### Your assignment
Please list every person quoted directly in the COBRA subsidy text below, along with the organization each one is identified with.

Previous subsidies affected employees laid off from September 1, 2008, through February 28, 2010. Those individuals, who are eligible for 15 months of premium subsidies, would not be affected by the extension proposed by the White House.

Driven by administration and congressional support, along with the nation’s continuing high unemployment rate, another COBRA subsidy extension is almost certain, Washington observers say.

“All signals say to me that employers should prepare for another extension,” said Frank McArdle, a consultant in the Washington office of Hewitt Associates Inc.

“There is huge public pressure on legislators” to pass another extension, said Kathryn Wilber, senior counsel-health policy with the American Benefits Council in Washington.

Congress included COBRA premium subsidies as part of a broad economic stimulus package it approved and Obama signed into law in February 2009. The American Recovery and Reinvestment Act of 2009 included a 65 percent COBRA subsidy up to nine months for employees laid off from September 1, 2008, through December 31, 2009.

Congressional researchers estimated the subsidy would benefit about 7 million former employees and their families and cost about $25 billion.

Then in December, Congress approved and Obama signed into law a Defense Department spending bill with a provision extending the subsidy to a total of 15 months for employees laid off from September 1, 2008, through February 28, 2010.

The 65 percent subsidy has been a boon for millions of laid-off employees and their families who, in many cases, would have been hard-pressed to pay the entire monthly premium, which typically is about $400 for individual coverage and $1,200 for family coverage.

The availability of the subsidy has sent COBRA opt-in rates soaring. In a survey of 200 large employers, Hewitt found that the percentage of laid-off employees opting for COBRA more than doubled to 39 percent from March 1, 2009, when the subsidy generally first became available, through November 30, 2009. In contrast, from September 1, 2008, through February 28, 2009, an average of 19 percent of involuntarily terminated employees opted for COBRA.

The original COBRA subsidy law, which went into effect almost immediately after passage, put enormous pressure on employers to locate and inform former employees who initially declined COBRA of their new right to obtain subsidized coverage.

“Initially, there was huge turmoil,” recalled Gretchen Young, vice president of health policy with the ERISA Industry Committee in Washington.

### Dataset records
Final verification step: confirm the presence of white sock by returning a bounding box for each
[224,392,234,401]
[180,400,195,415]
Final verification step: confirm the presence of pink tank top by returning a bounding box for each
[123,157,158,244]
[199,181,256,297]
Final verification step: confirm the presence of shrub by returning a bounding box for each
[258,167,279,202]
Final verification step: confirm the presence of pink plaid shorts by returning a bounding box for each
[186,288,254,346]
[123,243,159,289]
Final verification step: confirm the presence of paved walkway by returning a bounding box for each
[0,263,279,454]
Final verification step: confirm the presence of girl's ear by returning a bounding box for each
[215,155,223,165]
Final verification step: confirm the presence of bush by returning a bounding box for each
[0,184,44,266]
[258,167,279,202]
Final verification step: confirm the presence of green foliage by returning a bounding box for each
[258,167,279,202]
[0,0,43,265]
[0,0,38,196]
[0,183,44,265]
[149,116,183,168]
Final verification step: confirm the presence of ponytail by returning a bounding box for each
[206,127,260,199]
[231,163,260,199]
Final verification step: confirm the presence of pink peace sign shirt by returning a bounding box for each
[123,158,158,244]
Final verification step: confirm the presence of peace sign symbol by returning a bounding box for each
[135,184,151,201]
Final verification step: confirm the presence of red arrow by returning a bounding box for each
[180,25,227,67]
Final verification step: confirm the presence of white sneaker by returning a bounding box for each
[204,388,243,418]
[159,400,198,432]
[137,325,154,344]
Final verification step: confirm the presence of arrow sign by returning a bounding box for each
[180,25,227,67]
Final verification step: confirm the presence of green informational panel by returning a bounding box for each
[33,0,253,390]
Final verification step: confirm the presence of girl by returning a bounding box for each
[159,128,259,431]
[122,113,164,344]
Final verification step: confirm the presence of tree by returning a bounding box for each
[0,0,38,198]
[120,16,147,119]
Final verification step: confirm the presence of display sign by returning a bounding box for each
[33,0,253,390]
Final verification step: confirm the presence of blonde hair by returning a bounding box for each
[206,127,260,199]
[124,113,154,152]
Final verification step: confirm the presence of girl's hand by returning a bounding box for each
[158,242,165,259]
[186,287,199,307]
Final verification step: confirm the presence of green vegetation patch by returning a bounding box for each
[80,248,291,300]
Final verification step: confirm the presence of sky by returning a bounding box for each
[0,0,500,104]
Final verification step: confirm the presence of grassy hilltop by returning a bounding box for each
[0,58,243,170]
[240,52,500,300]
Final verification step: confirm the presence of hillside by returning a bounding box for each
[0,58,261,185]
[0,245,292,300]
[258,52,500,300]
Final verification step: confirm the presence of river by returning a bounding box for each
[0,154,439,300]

### Task response
- Frank McArdle, Hewitt Associates Inc.
- Kathryn Wilber, American Benefits Council
- Gretchen Young, ERISA Industry Committee